**Challenge:**
Convert this data into a JSON list of strings, one string per line, skipping blank lines.

**Saved data entries:**

## Start

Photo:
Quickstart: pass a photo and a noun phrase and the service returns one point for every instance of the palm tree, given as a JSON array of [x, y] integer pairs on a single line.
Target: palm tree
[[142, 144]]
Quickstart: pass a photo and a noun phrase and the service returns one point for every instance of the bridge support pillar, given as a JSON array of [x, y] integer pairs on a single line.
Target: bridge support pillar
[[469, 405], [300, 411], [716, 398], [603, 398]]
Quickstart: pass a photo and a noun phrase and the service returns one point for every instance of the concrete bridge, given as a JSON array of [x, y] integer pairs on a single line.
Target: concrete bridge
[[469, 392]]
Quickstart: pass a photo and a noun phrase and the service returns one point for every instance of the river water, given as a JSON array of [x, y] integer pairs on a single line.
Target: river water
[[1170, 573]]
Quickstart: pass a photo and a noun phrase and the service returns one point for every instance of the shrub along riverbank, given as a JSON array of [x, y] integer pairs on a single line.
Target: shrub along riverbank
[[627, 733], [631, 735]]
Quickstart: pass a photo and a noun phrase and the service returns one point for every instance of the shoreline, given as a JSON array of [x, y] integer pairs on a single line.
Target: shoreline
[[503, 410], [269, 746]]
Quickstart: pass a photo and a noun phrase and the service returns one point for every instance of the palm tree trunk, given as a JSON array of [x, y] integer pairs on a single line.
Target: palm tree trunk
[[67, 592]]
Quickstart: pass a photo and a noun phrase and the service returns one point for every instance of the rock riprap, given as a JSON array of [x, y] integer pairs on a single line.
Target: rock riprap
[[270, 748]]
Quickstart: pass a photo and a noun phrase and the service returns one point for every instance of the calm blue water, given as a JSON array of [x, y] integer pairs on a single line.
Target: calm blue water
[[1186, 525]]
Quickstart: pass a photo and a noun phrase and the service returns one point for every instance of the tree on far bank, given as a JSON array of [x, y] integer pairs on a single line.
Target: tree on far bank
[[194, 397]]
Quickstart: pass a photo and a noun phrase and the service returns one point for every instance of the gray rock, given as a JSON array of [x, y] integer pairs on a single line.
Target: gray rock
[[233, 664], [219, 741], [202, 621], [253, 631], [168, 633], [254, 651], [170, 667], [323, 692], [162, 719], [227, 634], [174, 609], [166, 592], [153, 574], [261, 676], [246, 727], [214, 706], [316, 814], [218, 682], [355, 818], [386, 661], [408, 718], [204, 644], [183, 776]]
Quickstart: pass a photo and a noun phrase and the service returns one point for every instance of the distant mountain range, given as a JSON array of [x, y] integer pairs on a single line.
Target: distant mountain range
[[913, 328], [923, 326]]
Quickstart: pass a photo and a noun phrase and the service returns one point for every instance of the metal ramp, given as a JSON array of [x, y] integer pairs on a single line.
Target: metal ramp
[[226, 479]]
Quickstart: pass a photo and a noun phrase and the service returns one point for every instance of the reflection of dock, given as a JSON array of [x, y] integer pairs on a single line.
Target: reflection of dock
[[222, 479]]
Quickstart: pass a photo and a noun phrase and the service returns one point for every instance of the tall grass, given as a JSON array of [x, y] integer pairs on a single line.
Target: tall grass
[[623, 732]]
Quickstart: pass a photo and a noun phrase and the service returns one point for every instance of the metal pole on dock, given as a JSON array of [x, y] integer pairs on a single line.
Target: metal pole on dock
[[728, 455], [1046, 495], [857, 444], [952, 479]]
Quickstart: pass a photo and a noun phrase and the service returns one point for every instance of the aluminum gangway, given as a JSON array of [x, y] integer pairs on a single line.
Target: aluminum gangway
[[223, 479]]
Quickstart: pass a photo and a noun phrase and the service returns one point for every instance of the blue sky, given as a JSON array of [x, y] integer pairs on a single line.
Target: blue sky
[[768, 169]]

## End

**Written answer:**
[
  "Photo:",
  "Quickstart: pass a photo and a noun phrase and the service returns one point for every instance of the palm tree, given as a JSON array of [x, y] integer pairs on a single line.",
  "Target: palm tree",
  "[[142, 144]]",
  "Quickstart: pass a photo and a noun phrase and the service returns one point for every instance of the bridge support pillar, given as a JSON array of [x, y] integer pairs on a single line.",
  "Target: bridge support pillar",
  "[[469, 405], [300, 411], [716, 398], [603, 398]]",
  "Quickstart: pass a photo and a noun phrase and the service returns one point for every instance of the concrete bridge, given as a JSON array of [x, y] integer pairs on a single line.",
  "Target: concrete bridge",
  "[[469, 392]]",
  "Quickstart: pass a photo and a noun phrase and the service returns one point for every instance of the river water, given as a JSON array of [x, y] integer pairs on a single line.",
  "Target: river water",
  "[[1170, 573]]",
  "Quickstart: pass a photo and a noun phrase and the service returns one point for every instance of the shrub along riverbank, given as a JSON array of [x, y] integer pairs on a single line.",
  "Target: shrub along riverbank",
  "[[627, 733], [631, 735]]",
  "Quickstart: pass a photo and a noun phrase and the service returns one point for every instance of the shoreline, given as a JSON array of [x, y] integer pairs on a single line.",
  "Target: shoreline",
  "[[503, 410], [269, 746]]",
  "Quickstart: pass a photo and a noun phrase and the service returns one point for every instance of the palm tree trunk, given as a JSON array of [x, y] integer pairs on a single line.",
  "Target: palm tree trunk",
  "[[67, 592]]",
  "Quickstart: pass a photo and a noun phrase and the service returns one point for every instance of the rock riprap, given as a JSON array of [x, y] integer pairs on a single line.",
  "Target: rock riprap",
  "[[270, 748]]",
  "Quickstart: pass a photo and a noun phrase and the service returns one point for every instance of the calm blue water, given as a JSON array of [x, y] integer pairs on a single line.",
  "Target: calm blue water",
  "[[1186, 525]]",
  "Quickstart: pass a photo and a noun phrase and the service returns one point for every instance of the tree on far bank, given as a JSON array of [x, y] integer pairs on a single line.",
  "Target: tree on far bank",
  "[[194, 397]]",
  "Quickstart: pass a photo and a noun phrase and the service returns one point for every instance of the gray rock, given as a JSON array of [x, y] integer pairs on a single line.",
  "Target: gray rock",
  "[[233, 664], [219, 741], [202, 621], [253, 631], [168, 633], [254, 651], [170, 667], [323, 692], [162, 719], [227, 634], [174, 609], [166, 592], [153, 574], [261, 676], [246, 727], [214, 706], [316, 814], [218, 682], [355, 818], [386, 661], [408, 718], [204, 644], [183, 776]]",
  "Quickstart: pass a photo and a noun phrase and the service returns one point for every instance of the distant mountain range, given as a JSON array of [x, y] integer pairs on a single line.",
  "Target: distant mountain range",
  "[[913, 328], [923, 326]]",
  "Quickstart: pass a photo and a noun phrase and the service returns one point for every instance of the metal ramp, given as a JSON array of [x, y] integer pairs on a single line.",
  "Target: metal ramp",
  "[[226, 479]]",
  "Quickstart: pass a photo and a noun phrase and the service returns one point for every instance of the reflection of dock, given as a JSON array of [x, y] integer pairs on a single line.",
  "Target: reflection of dock",
  "[[222, 479]]",
  "Quickstart: pass a photo and a noun phrase and the service returns one point for every instance of the tall grass, given as a JSON array of [x, y] integer pairs on a single line.",
  "Target: tall grass",
  "[[623, 732]]",
  "Quickstart: pass a photo and a noun phrase and the service returns one point for every instance of the metal pole on dock, given as a JSON array of [x, y] integer pairs on a single line.",
  "Target: metal pole on dock",
  "[[728, 455], [1046, 495], [857, 444], [952, 479]]",
  "Quickstart: pass a photo and a noun phrase and the service returns one point for every instance of the aluminum gangway, given as a JSON array of [x, y] integer pairs on a single line.",
  "Target: aluminum gangway",
  "[[223, 479]]",
  "Quickstart: pass a photo and a noun phrase and the service returns one point for every instance of the blue sky, given as a JSON array of [x, y] integer pairs on a single line.",
  "Target: blue sky",
  "[[768, 169]]"
]